■ EXERCISE INSTRUCTIONS
Each entry needs to be reproduced verbatim.

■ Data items

<<<<

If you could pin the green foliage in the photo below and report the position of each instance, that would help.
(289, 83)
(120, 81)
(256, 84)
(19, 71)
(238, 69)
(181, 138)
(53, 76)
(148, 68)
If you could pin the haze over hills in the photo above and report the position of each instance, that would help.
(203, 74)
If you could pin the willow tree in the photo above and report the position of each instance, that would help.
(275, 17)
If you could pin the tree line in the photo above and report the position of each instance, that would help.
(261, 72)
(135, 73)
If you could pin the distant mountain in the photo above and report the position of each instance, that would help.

>>>>

■ SOLUTION
If you could pin the green foliage in the photo below and report the position of each instance, that would help.
(289, 83)
(120, 81)
(256, 84)
(19, 71)
(238, 69)
(181, 138)
(53, 76)
(148, 68)
If you could pin the haze over hills in the photo above and report the position of each instance, that would help.
(203, 74)
If you could pin the willow tree in the photo above and report the position of each instance, that would help.
(275, 17)
If you could pin the tree line in the photo above and report the position of each instance, that would help.
(261, 72)
(135, 73)
If you could pin the distant mountain in the photo above and report the position of each instance, that would help.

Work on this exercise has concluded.